Natural-language object grounding data
....

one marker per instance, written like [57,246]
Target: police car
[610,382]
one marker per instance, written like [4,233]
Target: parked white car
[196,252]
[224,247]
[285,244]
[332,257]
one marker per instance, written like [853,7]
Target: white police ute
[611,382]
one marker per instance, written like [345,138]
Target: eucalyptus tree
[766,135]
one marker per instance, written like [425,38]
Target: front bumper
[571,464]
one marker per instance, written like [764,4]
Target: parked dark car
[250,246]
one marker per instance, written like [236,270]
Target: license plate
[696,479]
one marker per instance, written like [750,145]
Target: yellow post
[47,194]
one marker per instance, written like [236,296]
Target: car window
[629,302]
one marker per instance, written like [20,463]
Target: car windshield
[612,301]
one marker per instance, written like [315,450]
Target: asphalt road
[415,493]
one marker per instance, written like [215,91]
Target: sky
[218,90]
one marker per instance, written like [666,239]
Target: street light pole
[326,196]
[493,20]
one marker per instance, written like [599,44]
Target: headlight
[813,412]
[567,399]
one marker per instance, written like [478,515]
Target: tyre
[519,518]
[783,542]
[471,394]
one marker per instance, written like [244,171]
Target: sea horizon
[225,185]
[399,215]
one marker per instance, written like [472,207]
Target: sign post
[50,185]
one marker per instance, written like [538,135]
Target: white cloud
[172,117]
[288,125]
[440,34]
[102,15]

....

_Problem to work on_
For each line in the data, set it down again exactly.

_Answer to this task_
one marker per instance, written like [57,246]
Target: police car
[610,382]
one marker per instance, written like [4,233]
Target: parked white car
[196,252]
[224,247]
[285,244]
[332,257]
one marker per instance, written like [853,7]
Target: white police ute
[611,382]
one marker per instance, written like [345,138]
Target: eucalyptus tree
[766,135]
one marker per instance, written like [425,38]
Target: front bumper
[571,464]
one marker per instance, written like [764,4]
Target: parked dark car
[250,246]
one marker per instance, written like [236,270]
Target: license plate
[696,479]
one marker per instance, written like [750,145]
Target: yellow post
[47,194]
one marker per instance, written like [236,296]
Target: car window
[629,302]
one marker per instance, written like [20,463]
Target: car windshield
[612,301]
one marker per instance, written like [315,450]
Target: asphalt road
[415,493]
one marker per instance, written like [215,91]
Target: sky
[218,90]
one marker per instance, written like [666,239]
Target: street light pole
[326,196]
[493,20]
one marker per instance, written like [599,44]
Target: headlight
[813,412]
[567,399]
one marker per instance, written like [478,515]
Target: tyre
[519,518]
[783,542]
[471,394]
one marker per instance, written like [244,171]
Target: sea horizon
[225,185]
[399,215]
one marker per instance, written like [472,207]
Target: sign post
[50,185]
one marker per instance, written like [538,135]
Target: white cloud
[172,117]
[288,125]
[440,34]
[102,15]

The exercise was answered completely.